# What is being asked
Copy the data below word for word, starting at its first line and ending at the line that contains "point(1226, 277)", with both of those lines included.

# Records for the exercise
┄┄┄┄┄┄┄┄┄┄┄┄┄┄┄┄┄┄┄┄
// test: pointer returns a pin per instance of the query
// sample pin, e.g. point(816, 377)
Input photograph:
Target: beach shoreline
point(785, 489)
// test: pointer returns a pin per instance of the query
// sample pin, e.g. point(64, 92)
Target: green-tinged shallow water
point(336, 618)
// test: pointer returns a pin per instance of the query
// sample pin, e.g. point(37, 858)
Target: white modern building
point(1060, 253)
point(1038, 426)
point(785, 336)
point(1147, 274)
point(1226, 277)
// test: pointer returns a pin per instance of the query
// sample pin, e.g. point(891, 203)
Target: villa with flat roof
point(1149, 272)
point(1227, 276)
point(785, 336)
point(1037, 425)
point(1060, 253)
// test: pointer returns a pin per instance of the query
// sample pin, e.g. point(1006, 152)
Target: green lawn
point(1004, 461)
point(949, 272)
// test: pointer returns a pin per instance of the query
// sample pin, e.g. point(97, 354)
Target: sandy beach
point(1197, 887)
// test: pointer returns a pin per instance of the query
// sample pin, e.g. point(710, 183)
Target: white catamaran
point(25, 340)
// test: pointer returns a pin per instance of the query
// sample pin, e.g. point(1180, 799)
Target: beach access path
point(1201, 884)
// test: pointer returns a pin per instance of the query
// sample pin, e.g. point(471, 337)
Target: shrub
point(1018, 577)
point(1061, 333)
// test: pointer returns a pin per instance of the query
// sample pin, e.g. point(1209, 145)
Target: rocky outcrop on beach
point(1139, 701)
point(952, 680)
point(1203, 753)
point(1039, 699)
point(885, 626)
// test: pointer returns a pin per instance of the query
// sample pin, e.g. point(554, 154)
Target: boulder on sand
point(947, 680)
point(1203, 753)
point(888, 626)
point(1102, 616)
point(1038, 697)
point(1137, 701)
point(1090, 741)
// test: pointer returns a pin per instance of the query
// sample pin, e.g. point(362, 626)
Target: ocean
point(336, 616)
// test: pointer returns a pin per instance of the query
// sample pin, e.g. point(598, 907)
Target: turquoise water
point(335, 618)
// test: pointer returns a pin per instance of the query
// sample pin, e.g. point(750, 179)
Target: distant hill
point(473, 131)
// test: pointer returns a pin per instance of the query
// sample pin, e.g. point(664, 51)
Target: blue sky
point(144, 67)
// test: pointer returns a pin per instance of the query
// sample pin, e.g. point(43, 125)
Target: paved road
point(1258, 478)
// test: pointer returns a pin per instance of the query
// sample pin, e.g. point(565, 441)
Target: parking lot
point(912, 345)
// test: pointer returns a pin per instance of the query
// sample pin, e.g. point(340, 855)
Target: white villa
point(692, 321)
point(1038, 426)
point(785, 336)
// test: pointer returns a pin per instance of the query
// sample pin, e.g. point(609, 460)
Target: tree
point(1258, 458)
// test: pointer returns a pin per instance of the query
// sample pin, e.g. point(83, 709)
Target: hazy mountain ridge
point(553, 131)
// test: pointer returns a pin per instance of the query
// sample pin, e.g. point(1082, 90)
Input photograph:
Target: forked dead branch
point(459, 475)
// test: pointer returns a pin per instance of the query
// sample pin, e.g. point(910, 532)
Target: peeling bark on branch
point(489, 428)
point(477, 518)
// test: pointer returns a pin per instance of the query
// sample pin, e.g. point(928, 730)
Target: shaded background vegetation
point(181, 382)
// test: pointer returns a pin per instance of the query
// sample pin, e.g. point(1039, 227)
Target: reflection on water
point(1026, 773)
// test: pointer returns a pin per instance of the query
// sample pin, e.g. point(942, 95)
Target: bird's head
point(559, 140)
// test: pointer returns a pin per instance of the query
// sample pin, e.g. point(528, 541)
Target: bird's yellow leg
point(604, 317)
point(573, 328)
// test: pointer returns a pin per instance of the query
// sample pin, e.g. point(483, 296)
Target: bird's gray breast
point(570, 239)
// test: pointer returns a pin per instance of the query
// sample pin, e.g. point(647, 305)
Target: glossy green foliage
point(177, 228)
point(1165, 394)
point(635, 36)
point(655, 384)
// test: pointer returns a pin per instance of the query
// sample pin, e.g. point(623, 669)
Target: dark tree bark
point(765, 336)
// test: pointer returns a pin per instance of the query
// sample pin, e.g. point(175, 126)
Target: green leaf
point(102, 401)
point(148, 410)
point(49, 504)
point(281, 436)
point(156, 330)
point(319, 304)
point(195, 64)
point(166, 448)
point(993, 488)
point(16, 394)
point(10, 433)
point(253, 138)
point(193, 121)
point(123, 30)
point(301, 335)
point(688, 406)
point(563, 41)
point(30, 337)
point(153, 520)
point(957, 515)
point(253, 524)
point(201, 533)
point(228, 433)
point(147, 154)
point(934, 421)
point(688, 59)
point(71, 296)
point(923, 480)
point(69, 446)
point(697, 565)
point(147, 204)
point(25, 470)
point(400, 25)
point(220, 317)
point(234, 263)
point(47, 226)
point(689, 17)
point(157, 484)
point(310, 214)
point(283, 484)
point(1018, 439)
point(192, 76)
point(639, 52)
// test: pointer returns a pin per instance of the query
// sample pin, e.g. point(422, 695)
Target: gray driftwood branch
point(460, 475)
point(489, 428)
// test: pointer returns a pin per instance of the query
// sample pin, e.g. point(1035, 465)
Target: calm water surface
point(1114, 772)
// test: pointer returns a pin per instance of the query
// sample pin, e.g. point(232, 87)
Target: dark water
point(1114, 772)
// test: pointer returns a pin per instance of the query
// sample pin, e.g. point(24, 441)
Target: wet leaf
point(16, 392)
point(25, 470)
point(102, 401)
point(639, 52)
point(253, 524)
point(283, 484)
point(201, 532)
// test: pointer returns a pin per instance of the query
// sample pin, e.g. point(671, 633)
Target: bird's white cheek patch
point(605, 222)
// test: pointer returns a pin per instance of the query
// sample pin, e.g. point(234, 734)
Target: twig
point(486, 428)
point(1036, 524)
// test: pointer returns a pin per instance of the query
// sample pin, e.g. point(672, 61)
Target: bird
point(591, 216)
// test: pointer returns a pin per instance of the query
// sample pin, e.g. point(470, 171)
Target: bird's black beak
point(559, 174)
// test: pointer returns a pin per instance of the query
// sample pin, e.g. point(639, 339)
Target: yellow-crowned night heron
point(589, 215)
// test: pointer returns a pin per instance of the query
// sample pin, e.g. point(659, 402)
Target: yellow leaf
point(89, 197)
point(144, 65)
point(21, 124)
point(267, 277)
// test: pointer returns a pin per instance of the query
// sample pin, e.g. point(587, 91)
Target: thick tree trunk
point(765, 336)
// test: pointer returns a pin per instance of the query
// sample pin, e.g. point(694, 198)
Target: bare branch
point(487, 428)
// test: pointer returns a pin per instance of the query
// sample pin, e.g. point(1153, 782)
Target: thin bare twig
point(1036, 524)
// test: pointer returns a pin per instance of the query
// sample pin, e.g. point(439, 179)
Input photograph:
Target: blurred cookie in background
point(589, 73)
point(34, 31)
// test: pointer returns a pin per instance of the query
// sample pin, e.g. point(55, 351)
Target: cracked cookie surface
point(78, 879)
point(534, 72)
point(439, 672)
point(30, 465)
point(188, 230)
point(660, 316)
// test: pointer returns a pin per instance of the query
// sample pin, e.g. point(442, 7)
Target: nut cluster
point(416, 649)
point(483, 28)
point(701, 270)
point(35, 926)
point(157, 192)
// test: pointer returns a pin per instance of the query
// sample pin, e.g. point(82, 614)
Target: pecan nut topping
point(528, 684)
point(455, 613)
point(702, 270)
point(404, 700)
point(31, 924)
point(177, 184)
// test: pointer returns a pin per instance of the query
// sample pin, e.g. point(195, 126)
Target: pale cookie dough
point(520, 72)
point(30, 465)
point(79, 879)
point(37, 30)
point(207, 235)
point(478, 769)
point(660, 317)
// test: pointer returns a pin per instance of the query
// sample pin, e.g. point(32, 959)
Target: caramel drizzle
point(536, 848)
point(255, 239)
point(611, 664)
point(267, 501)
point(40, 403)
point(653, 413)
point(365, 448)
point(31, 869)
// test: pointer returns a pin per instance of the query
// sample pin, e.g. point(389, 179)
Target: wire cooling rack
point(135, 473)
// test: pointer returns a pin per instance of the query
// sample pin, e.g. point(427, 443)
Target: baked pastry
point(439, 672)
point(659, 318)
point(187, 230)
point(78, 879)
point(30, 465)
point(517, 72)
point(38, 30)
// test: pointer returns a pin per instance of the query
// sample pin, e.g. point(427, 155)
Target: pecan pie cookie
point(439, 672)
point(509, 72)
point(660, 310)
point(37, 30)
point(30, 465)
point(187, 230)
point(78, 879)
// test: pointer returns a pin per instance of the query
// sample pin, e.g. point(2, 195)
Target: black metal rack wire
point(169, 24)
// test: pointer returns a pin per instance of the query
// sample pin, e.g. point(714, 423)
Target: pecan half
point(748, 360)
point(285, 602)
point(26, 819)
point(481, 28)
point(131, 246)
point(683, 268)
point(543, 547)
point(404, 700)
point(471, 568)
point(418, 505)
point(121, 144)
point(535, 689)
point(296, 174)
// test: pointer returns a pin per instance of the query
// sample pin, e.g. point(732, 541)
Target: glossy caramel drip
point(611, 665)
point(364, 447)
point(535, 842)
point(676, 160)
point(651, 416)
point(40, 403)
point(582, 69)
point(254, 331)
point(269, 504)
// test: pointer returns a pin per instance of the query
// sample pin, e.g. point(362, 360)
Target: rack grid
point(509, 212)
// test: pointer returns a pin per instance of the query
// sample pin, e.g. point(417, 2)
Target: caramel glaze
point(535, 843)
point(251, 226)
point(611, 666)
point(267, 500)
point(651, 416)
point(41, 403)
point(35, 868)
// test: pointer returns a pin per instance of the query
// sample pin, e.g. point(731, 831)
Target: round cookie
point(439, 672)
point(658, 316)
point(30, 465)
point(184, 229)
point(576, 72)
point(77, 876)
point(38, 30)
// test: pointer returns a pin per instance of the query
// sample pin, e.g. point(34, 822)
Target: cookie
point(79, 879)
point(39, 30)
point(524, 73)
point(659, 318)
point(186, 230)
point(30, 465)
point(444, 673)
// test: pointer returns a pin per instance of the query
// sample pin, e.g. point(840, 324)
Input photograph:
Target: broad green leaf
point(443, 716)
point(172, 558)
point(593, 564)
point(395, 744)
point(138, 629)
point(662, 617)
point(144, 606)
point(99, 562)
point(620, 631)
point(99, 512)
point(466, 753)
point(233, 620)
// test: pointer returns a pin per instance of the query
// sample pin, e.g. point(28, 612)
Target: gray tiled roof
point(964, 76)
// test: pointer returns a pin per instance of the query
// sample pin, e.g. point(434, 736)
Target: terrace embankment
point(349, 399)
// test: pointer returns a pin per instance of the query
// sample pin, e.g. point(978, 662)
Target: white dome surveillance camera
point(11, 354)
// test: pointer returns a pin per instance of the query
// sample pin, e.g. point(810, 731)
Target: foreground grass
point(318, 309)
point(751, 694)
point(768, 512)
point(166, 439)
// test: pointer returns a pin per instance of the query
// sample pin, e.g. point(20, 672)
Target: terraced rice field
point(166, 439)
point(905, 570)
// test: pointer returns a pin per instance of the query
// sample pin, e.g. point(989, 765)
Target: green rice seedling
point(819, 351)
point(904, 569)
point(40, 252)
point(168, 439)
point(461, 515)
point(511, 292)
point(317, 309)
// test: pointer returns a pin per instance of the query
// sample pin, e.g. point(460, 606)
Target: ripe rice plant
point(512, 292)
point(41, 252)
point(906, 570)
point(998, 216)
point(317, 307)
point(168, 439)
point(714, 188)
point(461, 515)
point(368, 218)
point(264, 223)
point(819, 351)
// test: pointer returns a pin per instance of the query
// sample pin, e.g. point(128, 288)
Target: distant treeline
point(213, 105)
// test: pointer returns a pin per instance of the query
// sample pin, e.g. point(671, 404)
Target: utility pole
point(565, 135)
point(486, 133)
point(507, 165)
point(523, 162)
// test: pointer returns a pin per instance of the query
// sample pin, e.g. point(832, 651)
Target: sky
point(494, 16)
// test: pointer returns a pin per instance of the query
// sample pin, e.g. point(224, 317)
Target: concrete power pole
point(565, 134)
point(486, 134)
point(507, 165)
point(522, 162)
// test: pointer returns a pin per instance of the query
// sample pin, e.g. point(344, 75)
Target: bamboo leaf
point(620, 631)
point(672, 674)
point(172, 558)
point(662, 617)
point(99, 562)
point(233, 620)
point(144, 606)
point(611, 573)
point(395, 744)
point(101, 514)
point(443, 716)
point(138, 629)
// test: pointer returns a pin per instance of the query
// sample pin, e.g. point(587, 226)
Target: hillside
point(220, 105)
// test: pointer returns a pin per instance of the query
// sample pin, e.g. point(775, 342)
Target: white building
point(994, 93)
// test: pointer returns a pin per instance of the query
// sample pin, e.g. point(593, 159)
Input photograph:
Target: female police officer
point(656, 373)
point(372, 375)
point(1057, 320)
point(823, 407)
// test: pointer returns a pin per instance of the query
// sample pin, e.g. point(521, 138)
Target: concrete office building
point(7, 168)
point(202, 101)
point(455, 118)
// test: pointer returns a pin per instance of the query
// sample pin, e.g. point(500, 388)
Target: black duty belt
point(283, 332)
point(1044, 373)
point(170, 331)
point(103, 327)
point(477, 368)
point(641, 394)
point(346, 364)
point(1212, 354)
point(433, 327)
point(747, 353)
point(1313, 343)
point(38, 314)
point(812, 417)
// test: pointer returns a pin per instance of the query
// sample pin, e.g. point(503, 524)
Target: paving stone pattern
┄┄┄┄┄┄┄┄┄┄┄┄┄┄┄┄┄┄┄┄
# Answer for the task
// test: pointer returns a pin per instance of the query
// sample pin, e.g. point(816, 377)
Input photograph:
Target: beach shoreline
point(785, 489)
// test: pointer returns a pin per instance of the query
// sample pin, e.g. point(64, 92)
Target: green-tinged shallow water
point(336, 618)
// test: pointer returns a pin per instance of the query
// sample pin, e.g. point(37, 858)
Target: white modern building
point(1060, 253)
point(1038, 426)
point(785, 336)
point(1147, 274)
point(1226, 277)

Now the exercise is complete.